▸ Exercise description
Using the text below about legal recognition for more than one spouse, decide whether each statement agrees with it: (a) Most western governments recognize only one marriage. (b) It is clear that Obama's father divorced his first wife before marrying Obama's mother. (c) The writer has been told that under the Canada Pension Plan, a person who lived with the deceased for at least 6 months gets the survivor pension even if a legal spouse survives. Answer yes or no for each, quoting the words of the text that decide it.

▸ Page text
BEGIN

The question, I believe, is what legal recognition can you get for a second or third, fourth concurrent spouse? None of our systems are designed for that. There’s immigration rights - if your spouse(s) are not citizens. Only one marriage (presumably the first) is recognized by most western governments. (You could, like one Afghani immigrant recently on trial near Ottawa for killing one wife, claim the other one is your “sister” and her family.)
For pensions, for legal divorce proceedings, tax filing, etc - only one wife counts, and you probably can’t play muscial chairs (? or whatever…) to pick the one who is advantageous in this situation. One spouse becomes the “official” one.
In the situation mentioned above, One wonders whether when the first wife “divorced” so the second wife could be immigrated, whether the existing marriage then became recognized or whether the fellow had to remarry the next spouse in line for immigration, after the first one’s divorce went through. That detail -date of marriage - might indicate the legal validity the Immigration people put on locally valid polygamous marriages.
In all the birther moronicity before the last election, there was the interesting tidbit about whether Obama’s father had in fact divorced his first wife back in Kenya, before marrying Obama’s mother. Apparently the details on this are not clear. IIRC the immigration department interviewed him and he stated that he had indeed divorced, but I suppose paperwork is sparse. Regardless, they took no action lacking any definite proof.
So the only question is whether where spare spouses are given any special legal recognition, and generally the answer seems to be no. Whether the head nurse will consider you “gfamily” and let you visit in the hospital is likely an individual decision. What’s really interesting is how wills handle this (or better yet, intestate). In the strict legal sense, the one person recognized as spouse by the system probably has all the claim.
A good question to ask would be whether there are any special considerations with the mormon splinter groups and such - since in North America and some western countries, many jurisdictions give (almost) equal weight to common law or cohabitation arrangements.
An interesting side note - I have been told that for Canada Pension Plan (the rough equivalent of Social Security) the rule is the person cohabitating with the deceased for at least 6 months gets the survivor pension, even if there is a surviving legal spouse. This gets around the situation of a person who separates, never divorces, moves in with someone else, and years later they die and the wife they haven’t spoken to for 10 years gets the money. No indication what the rules are for multiples, but the rules are written for a single spouse. I suppose, based on the news about polygamous societies in British Columbia, that the other, underage spouses might qualify for a dependent’s survivor pension until 18?

END

Collection entries
BEGIN

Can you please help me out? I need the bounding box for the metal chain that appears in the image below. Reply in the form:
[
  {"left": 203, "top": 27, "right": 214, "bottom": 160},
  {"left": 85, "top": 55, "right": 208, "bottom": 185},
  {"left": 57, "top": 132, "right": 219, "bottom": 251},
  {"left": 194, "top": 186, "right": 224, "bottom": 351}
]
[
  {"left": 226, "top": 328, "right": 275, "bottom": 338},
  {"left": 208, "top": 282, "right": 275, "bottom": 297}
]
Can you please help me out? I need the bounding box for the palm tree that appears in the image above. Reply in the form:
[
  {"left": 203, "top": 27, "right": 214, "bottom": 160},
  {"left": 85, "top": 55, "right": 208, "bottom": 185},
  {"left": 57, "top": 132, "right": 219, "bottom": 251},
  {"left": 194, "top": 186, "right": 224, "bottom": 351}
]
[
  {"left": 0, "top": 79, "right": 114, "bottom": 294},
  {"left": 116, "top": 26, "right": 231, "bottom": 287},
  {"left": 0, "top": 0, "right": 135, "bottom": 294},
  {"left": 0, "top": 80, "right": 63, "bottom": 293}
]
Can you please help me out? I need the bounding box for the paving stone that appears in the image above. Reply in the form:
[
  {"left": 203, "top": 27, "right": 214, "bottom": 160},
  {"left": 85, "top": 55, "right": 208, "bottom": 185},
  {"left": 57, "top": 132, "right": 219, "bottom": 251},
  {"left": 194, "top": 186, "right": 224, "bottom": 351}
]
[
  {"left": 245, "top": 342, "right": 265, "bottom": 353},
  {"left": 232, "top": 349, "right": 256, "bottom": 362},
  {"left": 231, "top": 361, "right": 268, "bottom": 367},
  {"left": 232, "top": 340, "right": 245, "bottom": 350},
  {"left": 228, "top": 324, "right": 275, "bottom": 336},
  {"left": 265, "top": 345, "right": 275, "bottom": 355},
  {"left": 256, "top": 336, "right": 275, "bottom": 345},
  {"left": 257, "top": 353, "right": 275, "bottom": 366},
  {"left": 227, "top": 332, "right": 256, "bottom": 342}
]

END

▸ Response area
(a) Yes: "Only one marriage (presumably the first) is recognized by most western governments."
(b) No: "Apparently the details on this are not clear."
(c) Yes: "I have been told that for Canada Pension Plan (the rough equivalent of Social Security) the rule is the person cohabitating with the deceased for at least 6 months gets the survivor pension, even if there is a surviving legal spouse."